Work required
Tell how many lines in the data contain the string "below", using a single number as the whole reply.

########

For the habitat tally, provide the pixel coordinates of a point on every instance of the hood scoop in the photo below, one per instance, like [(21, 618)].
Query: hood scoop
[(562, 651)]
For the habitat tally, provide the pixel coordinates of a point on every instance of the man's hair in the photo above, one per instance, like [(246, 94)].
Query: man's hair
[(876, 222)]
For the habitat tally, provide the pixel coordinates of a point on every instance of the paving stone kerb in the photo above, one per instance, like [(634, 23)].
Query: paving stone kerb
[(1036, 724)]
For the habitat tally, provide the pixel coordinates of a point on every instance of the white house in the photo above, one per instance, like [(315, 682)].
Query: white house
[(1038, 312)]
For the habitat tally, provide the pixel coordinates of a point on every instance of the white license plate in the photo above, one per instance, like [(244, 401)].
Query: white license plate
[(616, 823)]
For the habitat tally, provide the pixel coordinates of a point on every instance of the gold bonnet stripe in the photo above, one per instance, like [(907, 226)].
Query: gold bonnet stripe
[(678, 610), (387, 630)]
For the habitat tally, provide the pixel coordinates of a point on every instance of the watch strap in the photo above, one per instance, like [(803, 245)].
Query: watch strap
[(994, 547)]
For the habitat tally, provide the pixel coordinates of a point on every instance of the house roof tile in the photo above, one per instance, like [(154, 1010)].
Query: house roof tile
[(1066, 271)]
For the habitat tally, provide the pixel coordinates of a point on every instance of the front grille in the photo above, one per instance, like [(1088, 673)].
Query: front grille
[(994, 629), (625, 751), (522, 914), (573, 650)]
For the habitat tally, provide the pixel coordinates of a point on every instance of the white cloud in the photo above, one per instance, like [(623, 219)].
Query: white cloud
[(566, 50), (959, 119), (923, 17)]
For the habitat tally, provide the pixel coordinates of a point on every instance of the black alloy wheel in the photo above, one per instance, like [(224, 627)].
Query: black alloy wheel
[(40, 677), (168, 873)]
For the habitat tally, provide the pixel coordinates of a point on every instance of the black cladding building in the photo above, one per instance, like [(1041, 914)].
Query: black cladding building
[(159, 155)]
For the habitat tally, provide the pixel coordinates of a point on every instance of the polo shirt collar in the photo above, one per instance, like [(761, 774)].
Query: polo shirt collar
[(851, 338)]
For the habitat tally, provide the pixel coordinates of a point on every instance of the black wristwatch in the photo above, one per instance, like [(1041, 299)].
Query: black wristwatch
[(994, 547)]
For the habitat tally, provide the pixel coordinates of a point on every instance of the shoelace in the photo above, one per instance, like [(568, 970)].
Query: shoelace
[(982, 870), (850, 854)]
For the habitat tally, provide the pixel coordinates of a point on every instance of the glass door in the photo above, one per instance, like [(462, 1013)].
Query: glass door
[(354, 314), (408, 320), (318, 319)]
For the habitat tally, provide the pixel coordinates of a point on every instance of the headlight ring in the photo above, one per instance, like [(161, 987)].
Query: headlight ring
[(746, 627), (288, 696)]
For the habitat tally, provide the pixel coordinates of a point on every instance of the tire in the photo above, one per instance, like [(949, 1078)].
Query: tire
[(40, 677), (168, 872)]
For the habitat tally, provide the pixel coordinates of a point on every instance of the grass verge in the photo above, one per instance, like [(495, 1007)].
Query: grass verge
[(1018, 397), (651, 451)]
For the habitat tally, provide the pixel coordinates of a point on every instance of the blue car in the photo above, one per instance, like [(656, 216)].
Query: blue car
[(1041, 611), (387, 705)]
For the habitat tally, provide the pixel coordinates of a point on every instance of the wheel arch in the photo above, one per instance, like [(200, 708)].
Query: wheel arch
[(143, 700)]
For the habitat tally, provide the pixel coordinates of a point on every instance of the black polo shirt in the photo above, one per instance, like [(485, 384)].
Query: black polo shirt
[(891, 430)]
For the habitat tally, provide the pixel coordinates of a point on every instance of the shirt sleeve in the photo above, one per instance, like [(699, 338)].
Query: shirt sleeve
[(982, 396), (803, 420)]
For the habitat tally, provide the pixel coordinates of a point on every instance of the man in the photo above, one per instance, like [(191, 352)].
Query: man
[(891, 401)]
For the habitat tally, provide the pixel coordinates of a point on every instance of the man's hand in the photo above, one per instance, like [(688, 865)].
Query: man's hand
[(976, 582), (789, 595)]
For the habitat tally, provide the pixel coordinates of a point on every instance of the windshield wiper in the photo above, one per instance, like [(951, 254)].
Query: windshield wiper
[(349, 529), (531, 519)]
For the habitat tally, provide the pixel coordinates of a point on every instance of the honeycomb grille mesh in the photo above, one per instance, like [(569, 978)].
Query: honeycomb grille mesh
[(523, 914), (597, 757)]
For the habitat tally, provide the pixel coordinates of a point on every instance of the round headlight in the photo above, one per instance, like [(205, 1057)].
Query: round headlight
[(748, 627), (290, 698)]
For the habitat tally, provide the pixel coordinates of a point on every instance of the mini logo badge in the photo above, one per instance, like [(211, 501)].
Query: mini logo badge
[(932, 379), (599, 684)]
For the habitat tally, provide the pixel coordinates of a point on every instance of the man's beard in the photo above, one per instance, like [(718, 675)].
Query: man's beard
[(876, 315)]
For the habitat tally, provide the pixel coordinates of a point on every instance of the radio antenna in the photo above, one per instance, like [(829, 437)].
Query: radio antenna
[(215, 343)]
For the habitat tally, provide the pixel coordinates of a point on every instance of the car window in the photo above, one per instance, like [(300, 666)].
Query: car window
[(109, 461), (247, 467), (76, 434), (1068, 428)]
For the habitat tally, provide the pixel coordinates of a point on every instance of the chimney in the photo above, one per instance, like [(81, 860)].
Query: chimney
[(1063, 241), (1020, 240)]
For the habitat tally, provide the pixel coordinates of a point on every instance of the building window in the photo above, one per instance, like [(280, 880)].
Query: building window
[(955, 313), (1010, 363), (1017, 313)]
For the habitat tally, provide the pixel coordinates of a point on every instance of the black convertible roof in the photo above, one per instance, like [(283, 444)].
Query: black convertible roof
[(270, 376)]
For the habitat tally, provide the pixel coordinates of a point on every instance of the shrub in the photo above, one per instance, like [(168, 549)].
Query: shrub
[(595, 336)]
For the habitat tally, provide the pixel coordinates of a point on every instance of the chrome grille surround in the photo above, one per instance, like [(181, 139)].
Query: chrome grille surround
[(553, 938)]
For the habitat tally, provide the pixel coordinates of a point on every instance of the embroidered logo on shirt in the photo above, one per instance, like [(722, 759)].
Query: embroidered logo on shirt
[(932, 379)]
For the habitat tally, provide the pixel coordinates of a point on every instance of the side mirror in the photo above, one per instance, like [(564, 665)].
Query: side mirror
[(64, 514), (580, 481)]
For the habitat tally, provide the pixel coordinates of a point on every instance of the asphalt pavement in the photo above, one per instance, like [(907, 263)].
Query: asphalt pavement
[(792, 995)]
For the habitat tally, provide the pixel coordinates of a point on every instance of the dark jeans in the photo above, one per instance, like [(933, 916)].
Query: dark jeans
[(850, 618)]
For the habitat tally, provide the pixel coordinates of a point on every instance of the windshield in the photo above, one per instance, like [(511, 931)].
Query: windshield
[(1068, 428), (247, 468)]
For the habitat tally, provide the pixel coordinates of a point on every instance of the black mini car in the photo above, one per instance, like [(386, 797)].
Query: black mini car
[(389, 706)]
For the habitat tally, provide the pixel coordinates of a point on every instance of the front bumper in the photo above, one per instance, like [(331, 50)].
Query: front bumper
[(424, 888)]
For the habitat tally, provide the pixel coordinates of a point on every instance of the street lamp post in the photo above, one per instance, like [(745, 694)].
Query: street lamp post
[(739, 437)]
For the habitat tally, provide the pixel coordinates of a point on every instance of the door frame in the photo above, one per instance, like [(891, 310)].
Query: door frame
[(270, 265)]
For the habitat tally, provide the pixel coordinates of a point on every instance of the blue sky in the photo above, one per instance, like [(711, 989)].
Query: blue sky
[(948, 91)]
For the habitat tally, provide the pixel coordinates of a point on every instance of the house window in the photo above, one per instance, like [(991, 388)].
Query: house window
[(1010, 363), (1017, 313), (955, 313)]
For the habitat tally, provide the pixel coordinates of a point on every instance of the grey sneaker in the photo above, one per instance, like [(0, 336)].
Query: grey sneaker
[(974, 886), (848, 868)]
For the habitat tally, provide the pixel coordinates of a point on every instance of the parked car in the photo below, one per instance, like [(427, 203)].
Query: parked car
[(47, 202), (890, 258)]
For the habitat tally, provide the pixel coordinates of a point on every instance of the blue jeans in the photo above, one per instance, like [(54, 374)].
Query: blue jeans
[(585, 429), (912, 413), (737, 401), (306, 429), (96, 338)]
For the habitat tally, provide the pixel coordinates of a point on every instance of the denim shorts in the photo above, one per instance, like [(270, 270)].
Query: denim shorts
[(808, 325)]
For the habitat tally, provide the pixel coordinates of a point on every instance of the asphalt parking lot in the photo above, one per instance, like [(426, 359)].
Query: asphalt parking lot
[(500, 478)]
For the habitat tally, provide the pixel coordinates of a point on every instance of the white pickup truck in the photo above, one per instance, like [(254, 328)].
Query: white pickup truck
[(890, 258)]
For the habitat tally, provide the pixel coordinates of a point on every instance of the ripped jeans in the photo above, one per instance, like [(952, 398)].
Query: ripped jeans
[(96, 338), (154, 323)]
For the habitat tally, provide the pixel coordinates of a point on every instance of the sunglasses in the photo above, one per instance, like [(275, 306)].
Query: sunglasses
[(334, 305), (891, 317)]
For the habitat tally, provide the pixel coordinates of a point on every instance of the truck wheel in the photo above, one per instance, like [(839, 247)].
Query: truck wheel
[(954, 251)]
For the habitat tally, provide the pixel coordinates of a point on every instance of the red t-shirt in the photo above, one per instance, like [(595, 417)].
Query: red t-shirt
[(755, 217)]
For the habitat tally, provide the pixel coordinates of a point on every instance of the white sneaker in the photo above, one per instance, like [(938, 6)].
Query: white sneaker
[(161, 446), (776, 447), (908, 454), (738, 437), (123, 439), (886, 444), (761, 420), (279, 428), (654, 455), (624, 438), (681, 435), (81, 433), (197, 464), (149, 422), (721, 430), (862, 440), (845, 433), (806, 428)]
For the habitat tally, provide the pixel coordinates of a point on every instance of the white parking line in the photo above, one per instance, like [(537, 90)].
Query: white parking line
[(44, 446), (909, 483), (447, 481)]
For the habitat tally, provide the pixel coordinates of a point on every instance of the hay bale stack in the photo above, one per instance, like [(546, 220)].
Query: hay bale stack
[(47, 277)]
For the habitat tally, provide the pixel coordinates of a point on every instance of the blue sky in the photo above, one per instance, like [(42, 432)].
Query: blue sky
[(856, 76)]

########

Written reply
2